## Problem requirements
Could you retype, exactly as written, every line from the top of the records through the line that contains "Label: person holding smartphone"?

Spatial localization data:
----------------------------------------
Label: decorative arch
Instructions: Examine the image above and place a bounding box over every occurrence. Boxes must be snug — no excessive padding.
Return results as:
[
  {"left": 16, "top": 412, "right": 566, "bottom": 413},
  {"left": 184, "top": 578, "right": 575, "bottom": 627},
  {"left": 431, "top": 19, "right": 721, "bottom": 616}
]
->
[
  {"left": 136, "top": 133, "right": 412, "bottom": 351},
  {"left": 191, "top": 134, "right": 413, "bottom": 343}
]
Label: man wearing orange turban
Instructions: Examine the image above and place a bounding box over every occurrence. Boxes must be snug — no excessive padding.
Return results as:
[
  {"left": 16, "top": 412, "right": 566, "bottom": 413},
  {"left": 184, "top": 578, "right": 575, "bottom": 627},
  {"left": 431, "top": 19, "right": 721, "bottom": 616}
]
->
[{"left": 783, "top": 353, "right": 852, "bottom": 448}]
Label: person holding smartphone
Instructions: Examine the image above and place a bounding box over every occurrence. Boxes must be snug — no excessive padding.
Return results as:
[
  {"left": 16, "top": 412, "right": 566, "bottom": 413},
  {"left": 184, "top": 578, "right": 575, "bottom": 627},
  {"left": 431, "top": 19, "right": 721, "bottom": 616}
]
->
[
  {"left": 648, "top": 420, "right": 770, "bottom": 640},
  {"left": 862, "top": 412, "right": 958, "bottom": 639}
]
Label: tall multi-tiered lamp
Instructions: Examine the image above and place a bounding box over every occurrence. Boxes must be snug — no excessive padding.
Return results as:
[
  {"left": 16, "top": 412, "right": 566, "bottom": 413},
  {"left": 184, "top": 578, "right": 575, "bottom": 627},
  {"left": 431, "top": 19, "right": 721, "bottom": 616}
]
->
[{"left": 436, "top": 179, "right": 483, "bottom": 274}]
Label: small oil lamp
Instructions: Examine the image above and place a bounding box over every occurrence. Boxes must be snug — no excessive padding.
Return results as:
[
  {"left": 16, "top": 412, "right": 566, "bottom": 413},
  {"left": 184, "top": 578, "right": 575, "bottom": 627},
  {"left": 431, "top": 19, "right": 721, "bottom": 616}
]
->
----------------------------------------
## Answer box
Label: decorative arch
Instructions: Examine the image above and place a bounding box over every occurrence. Boxes must be snug — no excessive padding.
Return results as:
[
  {"left": 16, "top": 412, "right": 566, "bottom": 413},
  {"left": 184, "top": 578, "right": 575, "bottom": 627},
  {"left": 431, "top": 19, "right": 721, "bottom": 616}
]
->
[
  {"left": 136, "top": 133, "right": 412, "bottom": 351},
  {"left": 191, "top": 134, "right": 413, "bottom": 343}
]
Label: man wearing orange turban
Instructions: Examine the image above and place a bounding box over every occurrence. Boxes must be snug — no excessive padding.
Return results as:
[
  {"left": 16, "top": 412, "right": 566, "bottom": 413},
  {"left": 184, "top": 578, "right": 575, "bottom": 627},
  {"left": 431, "top": 19, "right": 721, "bottom": 616}
]
->
[{"left": 783, "top": 353, "right": 852, "bottom": 448}]
Label: person holding smartphone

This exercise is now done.